▶ TASK GOAL
Which lines run from the one containing "Target: main landing gear" through the end of the material? Reproduce them exactly.

▶ INPUT RECORDS
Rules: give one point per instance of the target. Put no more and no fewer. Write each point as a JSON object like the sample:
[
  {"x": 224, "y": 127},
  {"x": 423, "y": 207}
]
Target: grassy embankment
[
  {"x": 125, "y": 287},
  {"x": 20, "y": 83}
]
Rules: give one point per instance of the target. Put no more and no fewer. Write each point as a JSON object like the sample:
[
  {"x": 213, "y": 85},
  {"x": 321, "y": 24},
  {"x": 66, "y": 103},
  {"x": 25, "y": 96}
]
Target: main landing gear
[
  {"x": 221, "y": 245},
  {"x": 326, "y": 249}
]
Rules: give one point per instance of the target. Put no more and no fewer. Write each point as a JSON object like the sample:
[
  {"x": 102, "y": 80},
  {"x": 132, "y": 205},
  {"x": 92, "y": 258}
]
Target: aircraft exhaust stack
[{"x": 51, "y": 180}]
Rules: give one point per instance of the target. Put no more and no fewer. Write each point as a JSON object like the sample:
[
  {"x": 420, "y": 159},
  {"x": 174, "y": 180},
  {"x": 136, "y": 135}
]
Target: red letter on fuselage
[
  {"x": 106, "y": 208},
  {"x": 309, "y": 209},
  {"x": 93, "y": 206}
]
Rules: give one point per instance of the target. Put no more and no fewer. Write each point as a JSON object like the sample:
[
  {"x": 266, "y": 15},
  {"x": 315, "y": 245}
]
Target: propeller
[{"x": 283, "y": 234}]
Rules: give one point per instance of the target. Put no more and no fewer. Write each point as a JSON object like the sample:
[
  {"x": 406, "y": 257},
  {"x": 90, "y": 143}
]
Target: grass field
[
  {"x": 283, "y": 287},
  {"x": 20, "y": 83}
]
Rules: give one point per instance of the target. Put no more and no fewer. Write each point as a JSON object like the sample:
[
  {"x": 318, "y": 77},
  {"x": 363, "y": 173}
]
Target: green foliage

▶ TASK RESPONSE
Target: main landing gear
[
  {"x": 221, "y": 245},
  {"x": 326, "y": 249}
]
Rules: give one point per instance of the target. Put no more and no fewer. Write each point as a JSON object like the sample:
[
  {"x": 102, "y": 80},
  {"x": 132, "y": 205},
  {"x": 92, "y": 258}
]
Target: aircraft exhaust stack
[{"x": 51, "y": 180}]
Rules: give one point per instance of the target. Put no more and no fewer. Write each point as a JSON object like the sample:
[
  {"x": 420, "y": 159},
  {"x": 174, "y": 180},
  {"x": 136, "y": 135}
]
Target: red letter on fuselage
[
  {"x": 106, "y": 208},
  {"x": 309, "y": 209},
  {"x": 93, "y": 206}
]
Rules: give one point per instance of the target. Put no more and no fewer. Write each point as a JSON object like the sample:
[
  {"x": 266, "y": 15},
  {"x": 315, "y": 245}
]
Target: propeller
[{"x": 283, "y": 234}]
Rules: give one point per instance of the target. Put no more and no fewer. Write each point as a JSON object like the sample:
[
  {"x": 406, "y": 257},
  {"x": 90, "y": 143}
]
Target: grass field
[
  {"x": 283, "y": 287},
  {"x": 20, "y": 83}
]
Rules: give one point per instance of the target. Put no more and no fewer. Write each point as a JSON object like the sample:
[
  {"x": 318, "y": 77},
  {"x": 363, "y": 173}
]
Target: green foliage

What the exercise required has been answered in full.